═════ INPUT
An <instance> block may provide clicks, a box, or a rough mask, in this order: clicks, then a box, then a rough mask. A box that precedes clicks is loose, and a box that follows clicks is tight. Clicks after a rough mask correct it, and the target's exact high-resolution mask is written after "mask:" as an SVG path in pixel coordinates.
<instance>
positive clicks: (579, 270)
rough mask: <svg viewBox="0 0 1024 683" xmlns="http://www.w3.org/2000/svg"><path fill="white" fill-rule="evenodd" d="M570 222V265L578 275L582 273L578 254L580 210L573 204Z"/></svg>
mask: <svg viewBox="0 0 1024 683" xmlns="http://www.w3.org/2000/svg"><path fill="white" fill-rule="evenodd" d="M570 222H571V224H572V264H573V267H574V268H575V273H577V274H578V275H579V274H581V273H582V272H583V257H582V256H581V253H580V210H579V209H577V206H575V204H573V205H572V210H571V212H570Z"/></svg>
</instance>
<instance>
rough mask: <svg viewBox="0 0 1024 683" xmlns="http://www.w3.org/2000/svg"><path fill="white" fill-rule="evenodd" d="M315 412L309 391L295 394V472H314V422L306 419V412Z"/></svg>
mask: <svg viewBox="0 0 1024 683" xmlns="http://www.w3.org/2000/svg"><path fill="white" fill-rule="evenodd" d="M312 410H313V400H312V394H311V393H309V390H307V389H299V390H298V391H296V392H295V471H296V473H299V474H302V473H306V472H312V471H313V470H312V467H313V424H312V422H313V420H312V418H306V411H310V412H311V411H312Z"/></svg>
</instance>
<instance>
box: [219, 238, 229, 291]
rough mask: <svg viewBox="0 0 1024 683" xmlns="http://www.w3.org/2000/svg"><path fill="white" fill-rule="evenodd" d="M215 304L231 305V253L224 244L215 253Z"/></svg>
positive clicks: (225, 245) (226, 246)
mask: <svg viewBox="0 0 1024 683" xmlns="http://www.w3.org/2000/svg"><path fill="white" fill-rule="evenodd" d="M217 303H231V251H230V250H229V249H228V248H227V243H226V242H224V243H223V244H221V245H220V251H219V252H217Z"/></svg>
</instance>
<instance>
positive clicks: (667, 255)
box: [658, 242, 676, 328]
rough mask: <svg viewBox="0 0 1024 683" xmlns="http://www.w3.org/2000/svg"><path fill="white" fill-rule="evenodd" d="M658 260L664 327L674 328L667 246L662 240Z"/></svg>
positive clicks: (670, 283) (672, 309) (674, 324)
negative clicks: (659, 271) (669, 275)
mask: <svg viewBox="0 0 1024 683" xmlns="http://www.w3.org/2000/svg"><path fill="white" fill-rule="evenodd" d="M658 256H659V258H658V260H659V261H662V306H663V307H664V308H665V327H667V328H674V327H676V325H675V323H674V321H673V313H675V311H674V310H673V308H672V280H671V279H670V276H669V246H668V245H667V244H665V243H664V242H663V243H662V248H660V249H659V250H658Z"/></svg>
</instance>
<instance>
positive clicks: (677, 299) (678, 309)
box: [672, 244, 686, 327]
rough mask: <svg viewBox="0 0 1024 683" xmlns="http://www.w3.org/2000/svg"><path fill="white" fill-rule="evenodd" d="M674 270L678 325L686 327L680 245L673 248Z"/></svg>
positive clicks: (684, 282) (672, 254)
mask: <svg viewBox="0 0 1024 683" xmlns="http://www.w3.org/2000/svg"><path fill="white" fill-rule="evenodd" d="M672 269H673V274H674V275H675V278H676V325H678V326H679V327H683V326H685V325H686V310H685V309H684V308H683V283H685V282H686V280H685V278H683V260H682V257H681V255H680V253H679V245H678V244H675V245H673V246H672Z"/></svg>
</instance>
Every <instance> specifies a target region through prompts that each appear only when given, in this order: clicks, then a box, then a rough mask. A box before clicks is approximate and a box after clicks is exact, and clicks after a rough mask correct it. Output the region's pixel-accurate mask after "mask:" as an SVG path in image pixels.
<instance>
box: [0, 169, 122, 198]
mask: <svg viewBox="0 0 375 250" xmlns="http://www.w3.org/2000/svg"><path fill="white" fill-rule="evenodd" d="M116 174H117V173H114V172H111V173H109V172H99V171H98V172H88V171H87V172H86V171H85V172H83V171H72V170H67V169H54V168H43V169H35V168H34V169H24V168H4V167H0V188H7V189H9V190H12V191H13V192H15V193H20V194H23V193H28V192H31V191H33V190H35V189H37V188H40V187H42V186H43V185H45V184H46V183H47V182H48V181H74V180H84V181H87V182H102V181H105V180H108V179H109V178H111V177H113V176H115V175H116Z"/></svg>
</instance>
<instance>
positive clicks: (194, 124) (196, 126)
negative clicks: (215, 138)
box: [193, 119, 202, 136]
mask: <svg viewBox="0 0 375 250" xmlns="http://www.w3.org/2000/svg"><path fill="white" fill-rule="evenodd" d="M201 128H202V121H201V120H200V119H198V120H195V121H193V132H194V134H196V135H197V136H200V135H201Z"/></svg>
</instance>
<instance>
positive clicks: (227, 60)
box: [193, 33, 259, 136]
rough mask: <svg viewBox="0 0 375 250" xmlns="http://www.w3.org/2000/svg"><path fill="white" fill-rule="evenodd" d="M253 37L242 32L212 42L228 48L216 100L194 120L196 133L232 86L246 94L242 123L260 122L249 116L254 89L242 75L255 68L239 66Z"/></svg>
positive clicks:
══════════
Would you please repeat all the entries exactly as written?

EXERCISE ANSWER:
An <instance> block may provide clicks, a box, or a rough mask, in this order: clicks, then a box, then a rough mask. A box that precedes clicks is loose, and a box that follows clicks is tight. Clicks after a rough mask correct it, and the target's exact high-resolution mask is written after "mask:" as an SVG path in pixel coordinates.
<instance>
positive clicks: (579, 270)
rough mask: <svg viewBox="0 0 1024 683" xmlns="http://www.w3.org/2000/svg"><path fill="white" fill-rule="evenodd" d="M570 222V265L578 275L582 273L578 254L580 210L573 204Z"/></svg>
mask: <svg viewBox="0 0 1024 683" xmlns="http://www.w3.org/2000/svg"><path fill="white" fill-rule="evenodd" d="M570 222H571V224H572V264H573V267H574V268H575V273H577V274H578V275H579V274H581V273H582V272H583V257H582V256H581V253H580V210H579V209H577V206H575V204H573V205H572V210H571V212H570Z"/></svg>
</instance>
<instance>
rough mask: <svg viewBox="0 0 1024 683" xmlns="http://www.w3.org/2000/svg"><path fill="white" fill-rule="evenodd" d="M315 412L309 391L295 394V472H314V422L306 419V412Z"/></svg>
mask: <svg viewBox="0 0 1024 683" xmlns="http://www.w3.org/2000/svg"><path fill="white" fill-rule="evenodd" d="M312 410H313V400H312V394H311V393H309V390H307V389H299V390H298V391H296V392H295V471H296V473H299V474H302V473H306V472H312V471H313V470H312V467H313V424H312V422H313V420H312V418H306V411H310V412H311V411H312Z"/></svg>
</instance>
<instance>
box: [219, 238, 229, 291]
rough mask: <svg viewBox="0 0 1024 683" xmlns="http://www.w3.org/2000/svg"><path fill="white" fill-rule="evenodd" d="M215 304L231 305V253L224 244L215 253Z"/></svg>
positive clicks: (225, 245) (226, 246)
mask: <svg viewBox="0 0 1024 683" xmlns="http://www.w3.org/2000/svg"><path fill="white" fill-rule="evenodd" d="M217 303H231V251H230V250H229V249H228V248H227V243H226V242H224V243H223V244H221V245H220V251H219V252H217Z"/></svg>
</instance>
<instance>
positive clicks: (667, 255)
box: [658, 242, 676, 328]
rough mask: <svg viewBox="0 0 1024 683" xmlns="http://www.w3.org/2000/svg"><path fill="white" fill-rule="evenodd" d="M658 260L664 327L674 328L667 246L662 240Z"/></svg>
positive clicks: (670, 283) (672, 309) (674, 324)
negative clicks: (659, 271) (669, 275)
mask: <svg viewBox="0 0 1024 683" xmlns="http://www.w3.org/2000/svg"><path fill="white" fill-rule="evenodd" d="M658 256H659V258H658V260H659V261H662V306H663V307H664V308H665V327H667V328H674V327H676V325H675V323H674V321H673V313H675V311H674V310H673V308H672V280H671V279H670V276H669V246H668V245H667V244H665V243H664V242H663V243H662V248H660V249H659V250H658Z"/></svg>
</instance>
<instance>
positive clicks: (677, 299) (678, 309)
box: [672, 244, 686, 327]
rough mask: <svg viewBox="0 0 1024 683" xmlns="http://www.w3.org/2000/svg"><path fill="white" fill-rule="evenodd" d="M674 270L678 325L686 327L680 245L673 248Z"/></svg>
positive clicks: (684, 282) (672, 254)
mask: <svg viewBox="0 0 1024 683" xmlns="http://www.w3.org/2000/svg"><path fill="white" fill-rule="evenodd" d="M672 269H673V274H674V275H675V278H676V325H678V326H679V327H683V326H685V325H686V310H685V309H684V308H683V283H685V282H686V280H685V278H683V260H682V257H681V255H680V253H679V245H678V244H675V245H673V246H672Z"/></svg>
</instance>
Every <instance> specifies a target region through prompts that each appear only when given, in this order: clicks, then a box, then a rough mask. A box before clicks is approximate and a box after clicks is exact, and clicks after a rough mask correct it. Output the region's pixel-accurate mask after "mask:" as an SVG path in image pixels.
<instance>
box: [0, 169, 122, 198]
mask: <svg viewBox="0 0 375 250" xmlns="http://www.w3.org/2000/svg"><path fill="white" fill-rule="evenodd" d="M116 174H117V173H114V172H111V173H109V172H99V171H98V172H88V171H87V172H86V171H85V172H83V171H72V170H67V169H54V168H43V169H35V168H34V169H24V168H4V167H0V188H7V189H9V190H12V191H13V192H15V193H20V194H23V193H28V192H31V191H33V190H35V189H37V188H40V187H42V186H43V185H45V184H46V183H47V182H48V181H74V180H84V181H87V182H102V181H105V180H108V179H109V178H111V177H113V176H115V175H116Z"/></svg>
</instance>
<instance>
positive clicks: (194, 124) (196, 126)
negative clicks: (215, 138)
box: [193, 119, 202, 136]
mask: <svg viewBox="0 0 375 250" xmlns="http://www.w3.org/2000/svg"><path fill="white" fill-rule="evenodd" d="M201 128H202V121H201V120H200V119H198V120H195V121H193V132H194V134H196V135H197V136H200V135H201Z"/></svg>
</instance>
<instance>
positive clicks: (227, 60)
box: [193, 33, 259, 136]
rough mask: <svg viewBox="0 0 375 250" xmlns="http://www.w3.org/2000/svg"><path fill="white" fill-rule="evenodd" d="M253 37L242 32L212 42L228 48L216 100L194 120L196 133L232 86L246 94L242 123L260 122L249 116L254 89L242 75L255 68L239 66Z"/></svg>
positive clicks:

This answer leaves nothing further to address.